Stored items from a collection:
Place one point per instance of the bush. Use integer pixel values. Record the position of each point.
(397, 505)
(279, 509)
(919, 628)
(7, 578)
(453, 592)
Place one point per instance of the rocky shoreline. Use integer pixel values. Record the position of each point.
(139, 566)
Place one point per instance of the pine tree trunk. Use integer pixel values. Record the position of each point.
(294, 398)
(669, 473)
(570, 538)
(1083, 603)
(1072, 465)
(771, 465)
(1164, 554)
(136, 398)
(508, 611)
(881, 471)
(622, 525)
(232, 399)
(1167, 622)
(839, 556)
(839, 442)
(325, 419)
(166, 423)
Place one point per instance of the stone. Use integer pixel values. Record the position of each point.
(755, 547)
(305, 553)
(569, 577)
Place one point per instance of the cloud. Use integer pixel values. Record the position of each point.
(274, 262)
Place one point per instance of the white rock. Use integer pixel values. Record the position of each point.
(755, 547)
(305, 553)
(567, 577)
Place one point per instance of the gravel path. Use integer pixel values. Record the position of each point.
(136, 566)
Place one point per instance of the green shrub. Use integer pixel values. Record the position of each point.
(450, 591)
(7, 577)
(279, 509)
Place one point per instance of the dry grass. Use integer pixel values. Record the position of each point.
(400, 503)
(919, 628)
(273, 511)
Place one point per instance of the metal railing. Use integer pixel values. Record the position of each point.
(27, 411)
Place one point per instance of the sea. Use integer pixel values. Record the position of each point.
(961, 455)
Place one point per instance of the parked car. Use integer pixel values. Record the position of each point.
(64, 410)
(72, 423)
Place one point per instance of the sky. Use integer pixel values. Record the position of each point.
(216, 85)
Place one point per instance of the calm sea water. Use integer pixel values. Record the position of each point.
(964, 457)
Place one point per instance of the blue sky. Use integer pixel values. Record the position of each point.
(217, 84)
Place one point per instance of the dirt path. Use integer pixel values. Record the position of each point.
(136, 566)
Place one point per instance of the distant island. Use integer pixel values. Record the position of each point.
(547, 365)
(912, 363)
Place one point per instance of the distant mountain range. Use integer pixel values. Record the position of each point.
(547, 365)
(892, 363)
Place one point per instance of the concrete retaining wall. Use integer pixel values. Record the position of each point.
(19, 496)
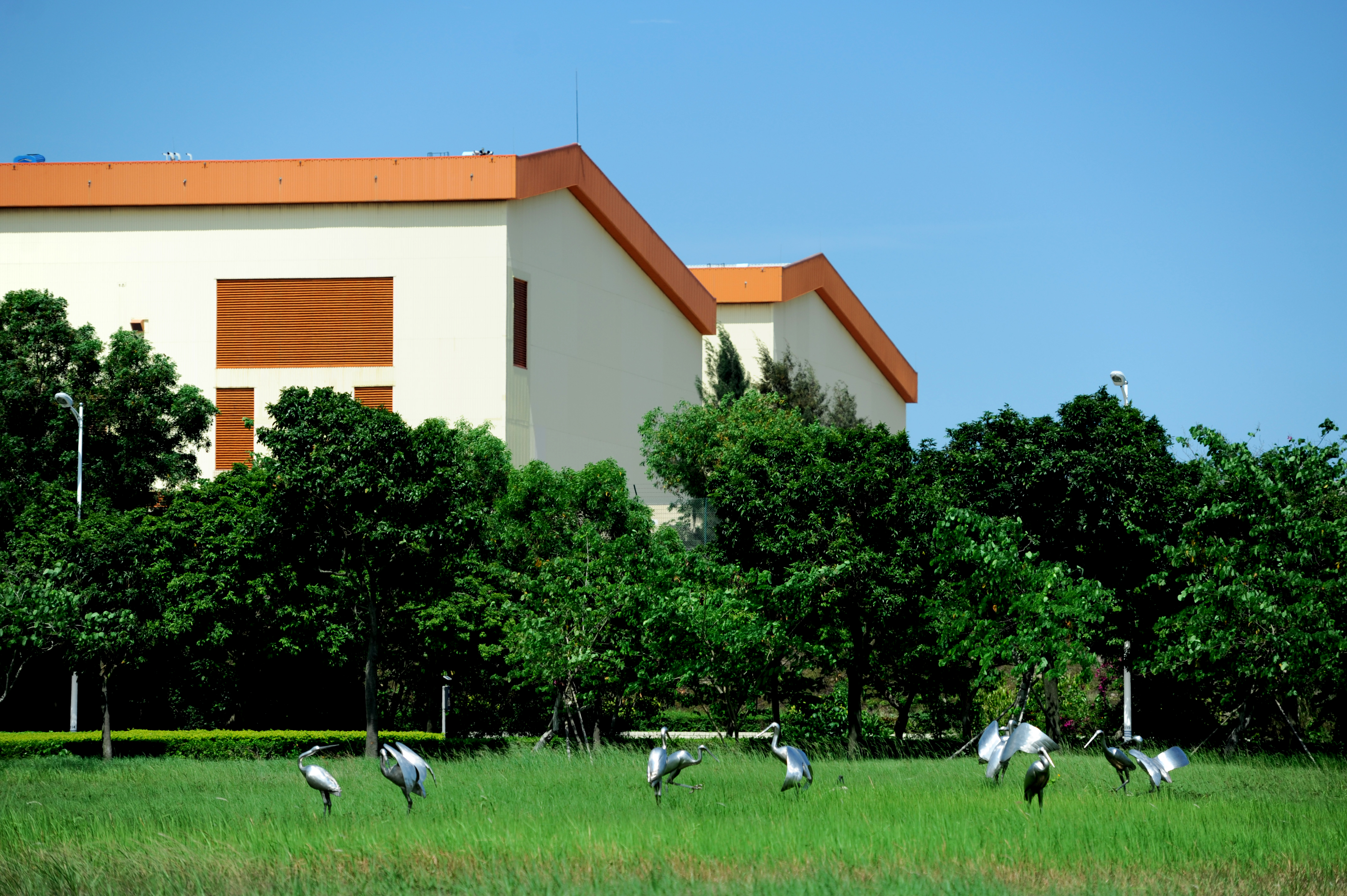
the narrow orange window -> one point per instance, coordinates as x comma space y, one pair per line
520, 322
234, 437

Prompt
The result should be every entry, word for word, and no pictures.

Answer to the problem
Place one point per instance of the bush. Use integer pixel values. Record the position of each point.
(397, 505)
(279, 509)
(919, 628)
(7, 578)
(453, 592)
Place one point per instance of the rocky shoreline. Use integer pixel values. Record the position of each point.
(139, 566)
Place one point per instance of the pine tree trunk. Use integer pixel values. Record the position of each point.
(294, 398)
(669, 473)
(570, 538)
(1083, 603)
(1072, 465)
(771, 465)
(1164, 554)
(136, 398)
(508, 611)
(881, 471)
(622, 525)
(232, 399)
(1167, 622)
(839, 556)
(839, 442)
(325, 419)
(166, 423)
Place one point per instance of the stone. Use integer pixel values. Record the position of each point.
(755, 547)
(305, 553)
(569, 577)
Place one point per instance of the cloud. Use integer pixel values. Record the position of each point.
(274, 262)
Place one point per instance of the white rock. Use integer pixel values. Record the position of each point.
(755, 547)
(305, 553)
(567, 577)
Place one point per instance of the gravel path. Use integer pixel values. Record the position of each point.
(136, 566)
Place one point per instance of the green shrub. Use integer pixel values. Record the position of each point.
(450, 591)
(7, 577)
(279, 509)
Place one point per instance of the dry grass. Use integer pixel values. Record the position of each point.
(400, 503)
(919, 628)
(273, 511)
Place one point per instance of the metal railing. Use integer pixel values. Record the position of each point.
(27, 411)
Place one point per instance of the sea. Use integer pixel values. Record the position of each point.
(961, 455)
Place one point per instance of the parked car. Use integer pixel values. Record the position of each point.
(64, 410)
(72, 423)
Place one point per instance of the sky. Use integer pixel values. Record the position of each point.
(216, 85)
Place one point per instance of the calm sea water. Use integer pixel values. Record the position of each point.
(964, 457)
Place one point per instance of the blue sky. Use integer pixel values. Record the position of each point.
(217, 84)
Place one point per instance of the dirt path. Use integer pixel values. Record the position of each point.
(136, 566)
Place one point per instance of the distant island. Use integer pixel values. Record the position of each point.
(547, 365)
(912, 363)
Place one point per instance of the distant mountain range. Use integer pixel values. Record the position of each point.
(547, 365)
(892, 363)
Place one point per instance of the concrete retaining wall. Use integer pixel values. Record the position of each point.
(19, 496)
the narrow orange window -> one point per instance, coordinates as x comma space y, one pair per line
520, 322
234, 437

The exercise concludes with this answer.